::: Data for this exercise
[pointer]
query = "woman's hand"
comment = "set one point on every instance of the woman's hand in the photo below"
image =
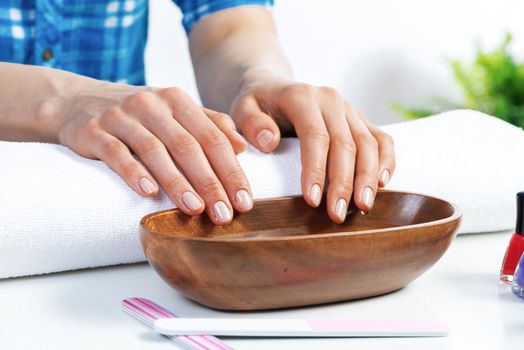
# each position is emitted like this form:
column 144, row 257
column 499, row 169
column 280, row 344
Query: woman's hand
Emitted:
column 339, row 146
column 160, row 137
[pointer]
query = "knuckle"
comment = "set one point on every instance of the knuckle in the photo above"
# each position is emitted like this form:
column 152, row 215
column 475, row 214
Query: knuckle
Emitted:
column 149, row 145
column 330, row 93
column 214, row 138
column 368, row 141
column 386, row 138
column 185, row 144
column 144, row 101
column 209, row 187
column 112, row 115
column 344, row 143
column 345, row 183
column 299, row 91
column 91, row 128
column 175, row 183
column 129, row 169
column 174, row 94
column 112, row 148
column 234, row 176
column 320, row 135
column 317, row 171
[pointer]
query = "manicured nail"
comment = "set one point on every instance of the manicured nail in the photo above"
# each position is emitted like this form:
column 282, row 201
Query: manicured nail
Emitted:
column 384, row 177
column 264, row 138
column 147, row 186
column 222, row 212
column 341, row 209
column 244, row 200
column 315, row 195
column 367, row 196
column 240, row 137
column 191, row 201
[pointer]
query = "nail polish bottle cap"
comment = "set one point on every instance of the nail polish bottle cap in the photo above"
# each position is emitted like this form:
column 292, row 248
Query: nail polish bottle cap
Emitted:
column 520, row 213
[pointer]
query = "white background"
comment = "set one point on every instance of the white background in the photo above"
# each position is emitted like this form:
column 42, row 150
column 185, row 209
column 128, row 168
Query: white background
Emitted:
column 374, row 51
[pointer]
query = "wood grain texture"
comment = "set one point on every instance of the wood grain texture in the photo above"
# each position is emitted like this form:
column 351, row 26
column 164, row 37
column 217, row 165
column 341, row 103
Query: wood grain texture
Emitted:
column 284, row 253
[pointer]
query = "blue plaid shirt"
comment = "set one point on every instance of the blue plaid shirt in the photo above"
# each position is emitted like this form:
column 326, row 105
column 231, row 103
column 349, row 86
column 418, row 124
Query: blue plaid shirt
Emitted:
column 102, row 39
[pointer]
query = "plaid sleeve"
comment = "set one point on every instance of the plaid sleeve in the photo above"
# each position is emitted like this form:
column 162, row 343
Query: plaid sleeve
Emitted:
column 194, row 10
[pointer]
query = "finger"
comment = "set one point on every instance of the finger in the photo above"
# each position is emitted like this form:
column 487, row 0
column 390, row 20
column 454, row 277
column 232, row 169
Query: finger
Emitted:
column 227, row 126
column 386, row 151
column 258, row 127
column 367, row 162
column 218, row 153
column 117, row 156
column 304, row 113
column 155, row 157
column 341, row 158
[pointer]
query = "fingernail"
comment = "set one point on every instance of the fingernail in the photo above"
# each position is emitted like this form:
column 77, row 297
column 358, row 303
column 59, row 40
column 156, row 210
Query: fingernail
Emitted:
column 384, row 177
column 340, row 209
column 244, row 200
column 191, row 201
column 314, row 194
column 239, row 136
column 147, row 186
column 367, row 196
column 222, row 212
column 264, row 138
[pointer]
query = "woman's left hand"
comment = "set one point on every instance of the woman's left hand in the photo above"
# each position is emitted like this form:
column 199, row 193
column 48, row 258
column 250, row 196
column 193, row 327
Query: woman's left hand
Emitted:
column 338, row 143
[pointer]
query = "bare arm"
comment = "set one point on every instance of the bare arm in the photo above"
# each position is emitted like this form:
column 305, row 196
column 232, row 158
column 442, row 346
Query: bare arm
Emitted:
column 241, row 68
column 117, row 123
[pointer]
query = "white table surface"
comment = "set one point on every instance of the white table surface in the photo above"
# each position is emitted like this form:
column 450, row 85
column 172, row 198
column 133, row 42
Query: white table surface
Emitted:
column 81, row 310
::::::
Stated exercise: Put every line of the entries into a Markdown table with the columns "Row" and "Line", numbering the rows and skipping blank lines. Leave the pictures out of the answer.

The solution:
| Row | Line |
|---|---|
| 1 | [pointer] |
| 2 | query = "woman's hand" |
| 3 | comment = "set one point on every instance of the woman's hand in the photo below" |
| 4 | image = |
| 5 | # each position is emitted like this form: |
| 6 | column 144, row 257 |
| 7 | column 499, row 169 |
| 8 | column 280, row 344 |
| 9 | Query: woman's hand |
| 10 | Emitted: |
| 11 | column 339, row 146 |
| 12 | column 160, row 137 |
| 13 | [pointer] |
| 14 | query = "knuckle" |
| 15 | comment = "set one point on every instance of the knuckle in the photo above" |
| 16 | # each position is emitted like this form: |
| 17 | column 152, row 215 |
| 18 | column 475, row 214 |
| 19 | Query: knuckle |
| 20 | Emitted: |
| 21 | column 149, row 145 |
| 22 | column 330, row 93 |
| 23 | column 214, row 138 |
| 24 | column 368, row 141 |
| 25 | column 386, row 138 |
| 26 | column 185, row 144 |
| 27 | column 144, row 101 |
| 28 | column 209, row 187 |
| 29 | column 112, row 115 |
| 30 | column 344, row 143 |
| 31 | column 345, row 183 |
| 32 | column 299, row 91 |
| 33 | column 91, row 128 |
| 34 | column 175, row 183 |
| 35 | column 129, row 169 |
| 36 | column 174, row 94 |
| 37 | column 112, row 148 |
| 38 | column 234, row 176 |
| 39 | column 320, row 135 |
| 40 | column 317, row 171 |
| 41 | [pointer] |
| 42 | query = "manicured nail" |
| 43 | comment = "set one point on every instance of the manicured nail in the photo above" |
| 44 | # each position is emitted like this form: |
| 45 | column 282, row 201 |
| 46 | Query: manicured nail |
| 47 | Emitted: |
| 48 | column 384, row 177 |
| 49 | column 264, row 138 |
| 50 | column 147, row 186 |
| 51 | column 222, row 212 |
| 52 | column 341, row 209 |
| 53 | column 244, row 200 |
| 54 | column 315, row 195 |
| 55 | column 367, row 196 |
| 56 | column 240, row 137 |
| 57 | column 191, row 201 |
| 58 | [pointer] |
| 59 | query = "nail polish bottle cap" |
| 60 | comment = "set one point on every instance of the nail polish bottle cap in the photo above" |
| 61 | # each position is emitted like this form: |
| 62 | column 292, row 248 |
| 63 | Query: nail polish bottle cap |
| 64 | Emitted: |
| 65 | column 520, row 213 |
| 66 | [pointer] |
| 67 | query = "white background" |
| 68 | comment = "set one point on every instance of the white background in the photo above" |
| 69 | # each position is emitted like this form: |
| 70 | column 42, row 150 |
| 71 | column 185, row 209 |
| 72 | column 128, row 168 |
| 73 | Query: white background |
| 74 | Emitted: |
| 75 | column 374, row 51 |
| 76 | [pointer] |
| 77 | query = "wood grain texture" |
| 78 | comment = "set one point on every instance of the wood grain texture in the photo above" |
| 79 | # each position is emitted like this form: |
| 80 | column 351, row 26 |
| 81 | column 164, row 37 |
| 82 | column 217, row 165 |
| 83 | column 341, row 103 |
| 84 | Query: wood grain texture |
| 85 | Emitted: |
| 86 | column 284, row 253 |
| 87 | [pointer] |
| 88 | query = "blue plaid shirt" |
| 89 | comment = "set one point on every instance of the blue plaid shirt in the photo above" |
| 90 | # each position is emitted like this form: |
| 91 | column 326, row 105 |
| 92 | column 231, row 103 |
| 93 | column 349, row 86 |
| 94 | column 418, row 124 |
| 95 | Query: blue plaid shirt |
| 96 | Emitted: |
| 97 | column 102, row 39 |
| 98 | [pointer] |
| 99 | query = "plaid sleeve" |
| 100 | comment = "set one point on every instance of the plaid sleeve in the photo above" |
| 101 | # each position is emitted like this form: |
| 102 | column 162, row 343 |
| 103 | Query: plaid sleeve |
| 104 | Emitted: |
| 105 | column 194, row 10 |
| 106 | [pointer] |
| 107 | query = "finger" |
| 108 | comment = "set one point on every instance of the finger in the photo above" |
| 109 | # each position is emitted like this form: |
| 110 | column 487, row 0 |
| 111 | column 390, row 20 |
| 112 | column 454, row 277 |
| 113 | column 232, row 169 |
| 114 | Query: finger |
| 115 | Emitted: |
| 116 | column 227, row 126 |
| 117 | column 386, row 151 |
| 118 | column 258, row 127 |
| 119 | column 367, row 162 |
| 120 | column 218, row 153 |
| 121 | column 117, row 156 |
| 122 | column 304, row 113 |
| 123 | column 155, row 157 |
| 124 | column 341, row 158 |
| 125 | [pointer] |
| 126 | query = "fingernail" |
| 127 | comment = "set one point on every instance of the fingernail in the photo above" |
| 128 | # each position is emitted like this form: |
| 129 | column 77, row 297 |
| 130 | column 358, row 303 |
| 131 | column 59, row 40 |
| 132 | column 156, row 210 |
| 133 | Query: fingernail |
| 134 | Emitted: |
| 135 | column 384, row 177 |
| 136 | column 340, row 209 |
| 137 | column 244, row 200 |
| 138 | column 191, row 201 |
| 139 | column 314, row 194 |
| 140 | column 239, row 136 |
| 141 | column 147, row 186 |
| 142 | column 367, row 196 |
| 143 | column 222, row 212 |
| 144 | column 264, row 138 |
| 145 | [pointer] |
| 146 | query = "woman's left hand" |
| 147 | comment = "set one point on every instance of the woman's left hand in the photo above" |
| 148 | # each position is emitted like this form: |
| 149 | column 199, row 193 |
| 150 | column 48, row 258 |
| 151 | column 250, row 196 |
| 152 | column 193, row 327 |
| 153 | Query: woman's left hand |
| 154 | Emitted: |
| 155 | column 338, row 143 |
| 156 | [pointer] |
| 157 | query = "bare arm" |
| 158 | comment = "set one point on every instance of the bare arm in the photo above" |
| 159 | # each position is emitted like this form: |
| 160 | column 305, row 196 |
| 161 | column 232, row 158 |
| 162 | column 442, row 346 |
| 163 | Query: bare arm |
| 164 | Emitted: |
| 165 | column 241, row 68 |
| 166 | column 117, row 123 |
| 167 | [pointer] |
| 168 | query = "white table surface" |
| 169 | comment = "set one point on every instance of the white table surface in the photo above" |
| 170 | # each position is emitted like this form: |
| 171 | column 450, row 85 |
| 172 | column 172, row 198 |
| 173 | column 133, row 42 |
| 174 | Query: white table surface |
| 175 | Emitted: |
| 176 | column 81, row 310 |